**Instructions to follow:**
Each record below is to be reproduced without any change.
****************
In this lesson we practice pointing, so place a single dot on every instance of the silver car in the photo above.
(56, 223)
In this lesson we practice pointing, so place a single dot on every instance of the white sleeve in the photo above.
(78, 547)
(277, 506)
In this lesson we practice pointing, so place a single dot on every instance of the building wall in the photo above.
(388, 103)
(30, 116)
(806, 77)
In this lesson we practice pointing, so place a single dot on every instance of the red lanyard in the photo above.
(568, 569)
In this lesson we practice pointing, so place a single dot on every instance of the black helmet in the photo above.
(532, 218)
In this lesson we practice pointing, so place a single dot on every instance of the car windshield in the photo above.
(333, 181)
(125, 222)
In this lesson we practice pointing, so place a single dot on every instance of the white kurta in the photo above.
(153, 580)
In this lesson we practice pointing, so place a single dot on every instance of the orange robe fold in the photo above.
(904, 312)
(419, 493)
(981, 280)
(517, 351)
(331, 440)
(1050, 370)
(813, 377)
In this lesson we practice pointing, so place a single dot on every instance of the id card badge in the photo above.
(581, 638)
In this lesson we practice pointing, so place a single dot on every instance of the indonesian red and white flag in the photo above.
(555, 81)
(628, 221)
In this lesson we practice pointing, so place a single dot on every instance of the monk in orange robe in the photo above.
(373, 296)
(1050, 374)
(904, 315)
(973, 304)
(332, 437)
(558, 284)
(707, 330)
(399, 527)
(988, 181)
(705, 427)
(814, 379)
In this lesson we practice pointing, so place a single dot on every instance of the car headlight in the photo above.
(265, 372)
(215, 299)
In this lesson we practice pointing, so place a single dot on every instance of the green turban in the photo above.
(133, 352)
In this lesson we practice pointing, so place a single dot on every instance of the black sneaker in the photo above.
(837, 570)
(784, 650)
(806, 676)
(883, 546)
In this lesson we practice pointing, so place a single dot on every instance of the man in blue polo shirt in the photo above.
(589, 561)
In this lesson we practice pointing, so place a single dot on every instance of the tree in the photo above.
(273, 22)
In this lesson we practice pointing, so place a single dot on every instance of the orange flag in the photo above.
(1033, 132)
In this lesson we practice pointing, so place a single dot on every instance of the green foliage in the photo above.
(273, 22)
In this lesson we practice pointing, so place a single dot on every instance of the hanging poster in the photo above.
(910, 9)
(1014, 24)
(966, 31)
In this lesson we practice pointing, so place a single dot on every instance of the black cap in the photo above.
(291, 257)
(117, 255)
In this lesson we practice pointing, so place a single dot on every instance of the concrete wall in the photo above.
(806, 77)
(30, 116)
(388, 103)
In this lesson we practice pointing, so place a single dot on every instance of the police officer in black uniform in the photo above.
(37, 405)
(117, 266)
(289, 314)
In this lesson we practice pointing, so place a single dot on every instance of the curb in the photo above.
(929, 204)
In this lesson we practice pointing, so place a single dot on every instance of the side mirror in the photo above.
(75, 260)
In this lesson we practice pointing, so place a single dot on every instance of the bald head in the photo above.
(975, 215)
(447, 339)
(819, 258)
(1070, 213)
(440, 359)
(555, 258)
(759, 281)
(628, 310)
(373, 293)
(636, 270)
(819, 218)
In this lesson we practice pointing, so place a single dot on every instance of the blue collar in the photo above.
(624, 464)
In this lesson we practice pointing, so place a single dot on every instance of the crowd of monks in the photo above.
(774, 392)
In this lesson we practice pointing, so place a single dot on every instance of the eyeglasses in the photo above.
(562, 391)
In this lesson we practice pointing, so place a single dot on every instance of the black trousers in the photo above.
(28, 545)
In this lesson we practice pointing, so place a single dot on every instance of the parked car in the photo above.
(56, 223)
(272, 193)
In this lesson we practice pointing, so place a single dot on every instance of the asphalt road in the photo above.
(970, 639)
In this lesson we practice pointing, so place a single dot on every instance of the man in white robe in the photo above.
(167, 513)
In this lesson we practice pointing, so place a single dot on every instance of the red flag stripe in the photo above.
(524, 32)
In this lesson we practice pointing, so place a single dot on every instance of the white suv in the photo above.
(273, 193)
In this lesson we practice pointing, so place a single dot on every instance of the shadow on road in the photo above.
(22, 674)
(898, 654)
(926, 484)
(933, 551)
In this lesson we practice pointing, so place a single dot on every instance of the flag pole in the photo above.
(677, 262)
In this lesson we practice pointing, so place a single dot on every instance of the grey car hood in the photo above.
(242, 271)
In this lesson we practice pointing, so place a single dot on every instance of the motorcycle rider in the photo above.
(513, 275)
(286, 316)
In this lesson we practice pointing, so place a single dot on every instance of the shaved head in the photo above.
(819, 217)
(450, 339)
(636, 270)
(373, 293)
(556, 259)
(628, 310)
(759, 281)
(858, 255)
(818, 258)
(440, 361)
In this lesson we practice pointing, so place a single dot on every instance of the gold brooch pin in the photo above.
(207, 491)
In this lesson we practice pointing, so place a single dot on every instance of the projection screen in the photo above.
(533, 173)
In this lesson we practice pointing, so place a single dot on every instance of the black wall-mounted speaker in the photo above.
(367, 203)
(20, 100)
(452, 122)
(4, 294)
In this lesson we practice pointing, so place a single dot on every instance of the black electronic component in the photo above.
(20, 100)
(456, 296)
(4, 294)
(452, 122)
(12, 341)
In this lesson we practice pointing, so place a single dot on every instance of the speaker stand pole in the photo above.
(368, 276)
****************
**Full answer:**
In this lesson we practice pointing, so place a single dot on every instance of the silver car in the photo above.
(56, 223)
In this lesson we practice pointing, so place a single dot on every instance of the white sleeve in the photo above.
(78, 547)
(277, 506)
In this lesson we practice pointing, so place a single dot on every instance of the building wall in the photo above.
(388, 103)
(30, 116)
(806, 77)
In this lesson we practice pointing, so place a single dot on every instance of the red lanyard in the photo above.
(568, 569)
In this lesson we practice pointing, so place a single dot on every instance of the black helmet in the photo above.
(532, 218)
In this lesson we practice pointing, so place a single dot on every instance of the car windshield in the photo above.
(333, 181)
(125, 222)
In this lesson we practice pointing, so place a single dot on every instance of the white kurta in the photo above.
(153, 580)
In this lesson we practice pointing, so place a single dot on every instance of the orange robe fold in the photo above.
(904, 312)
(419, 493)
(981, 280)
(517, 351)
(331, 440)
(1050, 370)
(813, 377)
In this lesson we practice pointing, so place a single dot on every instance of the id card badge in the photo above.
(581, 638)
In this lesson we practice pointing, so place a single dot on every instance of the indonesian red and white flag in the photo above.
(555, 81)
(628, 221)
In this lesson we practice pointing, so place a single dot on every instance of the monk in orange robe in the photo above.
(373, 296)
(1050, 374)
(904, 315)
(973, 304)
(332, 437)
(558, 284)
(707, 330)
(399, 527)
(988, 181)
(705, 427)
(814, 379)
In this lesson we practice pointing, so place a single dot on every instance of the car headlight in the photo above.
(265, 372)
(215, 299)
In this lesson we practice pointing, so place a single dot on every instance of the green turban in the photo above.
(133, 352)
In this lesson we practice pointing, so place a single dot on every instance of the black sneaker in the photo above.
(837, 570)
(784, 650)
(806, 676)
(883, 546)
In this lesson we practice pointing, so place a single dot on every instance of the man in blue polo shirt in the photo above.
(589, 561)
In this lesson we practice pointing, so place a single dot on every instance of the tree in the photo above.
(273, 22)
In this lesson we practice pointing, so place a single dot on every instance of the orange flag in the photo above.
(1033, 132)
In this lesson we practice pointing, so place a single dot on every instance of the green foliage in the photo above.
(273, 22)
In this lesson we practice pointing, so place a single dot on every instance of the hanging poster in the photo above.
(910, 9)
(1014, 24)
(966, 31)
In this lesson we practice pointing, so place a single dot on every instance of the black cap in the photo above.
(291, 257)
(117, 255)
In this lesson we practice pointing, so place a single dot on every instance of the concrete wall in the photo above.
(806, 77)
(30, 116)
(388, 103)
In this lesson we practice pointing, so place a single dot on every instance of the police officer in black uniform in the photo above.
(37, 405)
(117, 266)
(289, 314)
In this lesson we practice pointing, so place a single dot on every instance of the curb in the photo above.
(929, 204)
In this lesson we practice pointing, so place a single dot on every instance of the side mirror in the photo above.
(75, 260)
In this lesson we practice pointing, so place a single dot on every instance of the bald head in the photo above.
(975, 215)
(447, 339)
(819, 258)
(1070, 213)
(440, 359)
(555, 258)
(759, 281)
(628, 310)
(373, 293)
(636, 270)
(819, 218)
In this lesson we practice pointing, so place a single dot on every instance of the blue collar in the photo above.
(624, 464)
In this lesson we practice pointing, so place a single dot on every instance of the crowd of monks in the photo above.
(774, 392)
In this lesson we practice pointing, so place a single dot on every instance of the eyeglasses in the photo above.
(562, 391)
In this lesson we practice pointing, so place a single dot on every instance of the black trousers in the photo above.
(28, 545)
In this lesson we practice pointing, so place a single dot on every instance of the parked car in the photo above.
(56, 223)
(272, 193)
In this lesson we practice pointing, so place a single dot on every instance of the asphalt road in the photo above.
(970, 639)
In this lesson we practice pointing, so place a single dot on every instance of the man in white robe in the photo above.
(167, 513)
In this lesson we practice pointing, so place a single dot on every instance of the red flag stripe in the photo above.
(524, 32)
In this lesson we practice pointing, so place a single dot on every instance of the white suv in the photo above.
(273, 193)
In this lesson we practice pointing, so place a single dot on every instance of the shadow on road in the photo above.
(22, 674)
(898, 654)
(926, 484)
(933, 551)
In this lesson we practice pointing, so place a single dot on every instance of the flag pole in the photo above.
(677, 262)
In this lesson we practice pointing, so place a single dot on every instance of the grey car hood in the photo above.
(242, 271)
In this lesson we practice pointing, so place a single dot on every instance of the motorcycle rider in the photo above.
(513, 275)
(286, 316)
In this lesson we practice pointing, so place a single dot on every instance of the shaved head in the photo above.
(819, 217)
(450, 339)
(636, 270)
(373, 293)
(556, 259)
(628, 310)
(759, 281)
(858, 255)
(818, 258)
(440, 361)
In this lesson we practice pointing, so place a single dot on every instance of the gold brooch pin in the photo above.
(207, 491)
In this lesson we practice pointing, so place a single dot on every instance of the projection screen in the photo above.
(533, 173)
In this lesson we practice pointing, so place a single dot on every instance of the black wall-mounted speaker in the photo above.
(367, 203)
(20, 100)
(452, 122)
(4, 294)
In this lesson we practice pointing, so place a single dot on every instance of the black electronic component in the photo above.
(20, 100)
(456, 296)
(4, 294)
(452, 122)
(12, 341)
In this lesson we practice pointing, so place a single dot on every instance of the speaker stand pole in the photo above.
(368, 276)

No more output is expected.